*WHAT TO DO:* In the forum post below, how many pages did the Google search for {stats "view all sites"} return?

That is not a problem. That is an algorithm whose first step is not even
clear: a Google search on {stats "view all sites"} returns a "normal
response", a list of 224,000 pages from different websites.
Still assuming that the three files you posted in the original post are a
sample of your input, I actually wonder if all you want is not simply:
$ awk '{ print FILENAME, $0 }' *.txt | sort -k 3 | awk 'p != $3 { if (p !=
"") print c, p r; p = $3; c = 0; r = "" } { ++c; r = r " " $1 " " $2 }' |
sort -nrk 1,1 > out
If *.txt catches the three files, "out" is (with the same semantics as
explained in my previous post, except that the file name is now before the
number):
3 xhsjs.preferdrive.net HNs.bst_.lt_.txt 1 HNs.www_.barcodeus.com_.txt 2
HNs.www_.outwardbound.net_.txt 6
3 webislab40.medien.uni-weimar.de HNs.bst_.lt_.txt 1
HNs.www_.barcodeus.com_.txt 1 HNs.www_.outwardbound.net_.txt 2
(...)
1 027a74fd.bb.sky.com HNs.www_.outwardbound.net_.txt 188
1 014199116180.ctinets.com HNs.www_.outwardbound.net_.txt 3
The input files can then be removed: all the information is in "out". You
can query it with 'grep' and 'awk'. For instance:
To only get the lines with hostnames in "HNs.bst_.lt_.txt" (hence a selection
with as many lines as "HNs.bst_.lt_.txt"):
$ grep -F ' HNs.bst_.lt_.txt ' out
To additionally impose that the selected hostnames are in at least another
file (as in the problem I stated):
$ grep -F ' HNs.bst_.lt_.txt ' out | awk '$1 > 1'
To only keep the hostnames of the previous output:
$ grep -F ' HNs.bst_.lt_.txt ' out | awk '$1 > 1 { print $2 }'

Point-based annotation data:
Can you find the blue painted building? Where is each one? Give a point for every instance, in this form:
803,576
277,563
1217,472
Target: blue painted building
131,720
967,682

---

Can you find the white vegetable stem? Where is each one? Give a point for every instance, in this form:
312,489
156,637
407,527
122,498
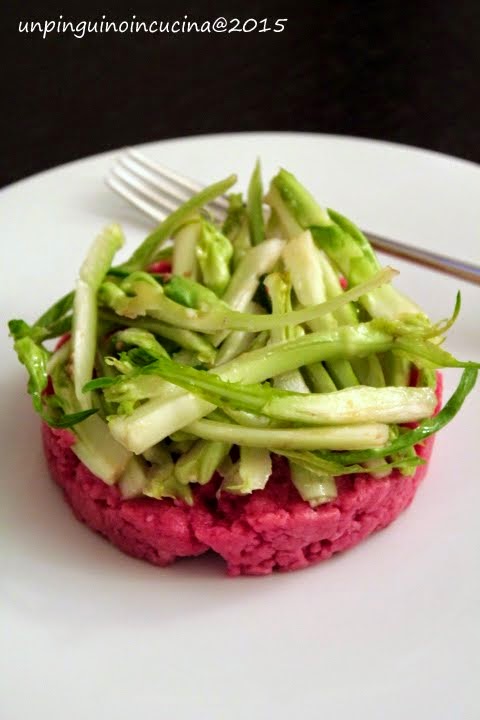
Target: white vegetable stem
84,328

*FINISHED TASK:* 224,000 pages from different websites.